Can you edit the stretch from the line containing "</instance>" through the end of the lines so that "positive clicks" becomes "foreground clicks", with everything else unchanged, and return only those lines?
Segment Start: The data
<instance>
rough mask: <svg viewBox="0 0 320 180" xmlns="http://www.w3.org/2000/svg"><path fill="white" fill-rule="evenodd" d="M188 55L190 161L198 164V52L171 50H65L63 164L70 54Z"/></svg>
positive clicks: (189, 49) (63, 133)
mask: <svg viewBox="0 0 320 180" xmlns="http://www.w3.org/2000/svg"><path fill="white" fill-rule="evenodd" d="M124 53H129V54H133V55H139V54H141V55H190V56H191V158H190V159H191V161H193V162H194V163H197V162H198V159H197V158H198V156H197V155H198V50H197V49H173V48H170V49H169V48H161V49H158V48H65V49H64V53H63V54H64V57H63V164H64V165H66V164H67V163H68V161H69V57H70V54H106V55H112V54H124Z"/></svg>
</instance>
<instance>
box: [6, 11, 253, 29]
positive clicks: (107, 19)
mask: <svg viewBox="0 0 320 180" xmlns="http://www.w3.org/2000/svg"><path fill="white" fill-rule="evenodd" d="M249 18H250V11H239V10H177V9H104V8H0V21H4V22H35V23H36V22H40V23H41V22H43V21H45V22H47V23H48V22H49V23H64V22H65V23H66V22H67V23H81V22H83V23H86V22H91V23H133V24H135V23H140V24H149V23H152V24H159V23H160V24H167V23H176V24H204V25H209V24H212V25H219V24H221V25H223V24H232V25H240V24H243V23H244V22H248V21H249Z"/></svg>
Segment End: The data
Response to the exercise -
</instance>
<instance>
box: [6, 11, 253, 29]
foreground clicks: (107, 19)
mask: <svg viewBox="0 0 320 180" xmlns="http://www.w3.org/2000/svg"><path fill="white" fill-rule="evenodd" d="M249 18H250V11H239V10H177V9H104V8H0V21H4V22H35V23H36V22H40V23H41V22H43V21H45V22H47V23H48V22H49V23H64V22H65V23H66V22H67V23H81V22H83V23H86V22H91V23H133V24H135V23H140V24H149V23H152V24H159V23H160V24H167V23H176V24H204V25H209V24H212V25H219V24H221V25H223V24H232V25H240V24H243V23H244V22H248V21H249Z"/></svg>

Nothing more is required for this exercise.